Quoted passage
● ● ● ● ●

Bruno Figueroa Fischer is a Mexican diplomat. He is currently Ambassador to the Portuguese Republic since December 22, 2022. He was also Ambassador to the Republic of Korea (concurrently to the Democratic People's Republic of Korea and to Mongolia) between 2017 and 2022. In his previous positions, he was Director General of the Mesoamerica Integration and Development Project (known as the Mesoamerica Project) at the Mexican Agency for International Development Cooperation (Amexcid) at the Secretariat of Foreign Affairs of Mexico (Secretaría de Relaciones Exteriores) between 2015 and 2017.

==Education==

He holds a degree in international relations from El Colegio de Mexico, and has an MBA from the National School of Administration of France (ENA). He also studied at the Matias Romero Institute (Instituto Matías Romero), and has diplomas from the Diplomatic Academy of Vienna and The Hague Academy of International Law.

● ● ● ● ●

Aim of the exercise
Transcribe the passage of the text on Bruno Figueroa Fischer between "Bruno Figueroa Fischer" and "2015 and 2017.", inclusive. Draw only on the text about Bruno Figueroa Fischer; consult no other source.

Source material

● ● ● ● ●

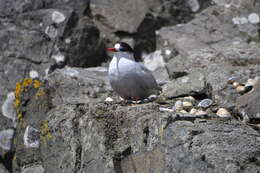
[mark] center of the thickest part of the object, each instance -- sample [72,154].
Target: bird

● ● ● ● ●

Answer to the exercise
Bruno Figueroa Fischer is a Mexican diplomat. He is currently Ambassador to the Portuguese Republic since December 22, 2022. He was also Ambassador to the Republic of Korea (concurrently to the Democratic People's Republic of Korea and to Mongolia) between 2017 and 2022. In his previous positions, he was Director General of the Mesoamerica Integration and Development Project (known as the Mesoamerica Project) at the Mexican Agency for International Development Cooperation (Amexcid) at the Secretariat of Foreign Affairs of Mexico (Secretaría de Relaciones Exteriores) between 2015 and 2017.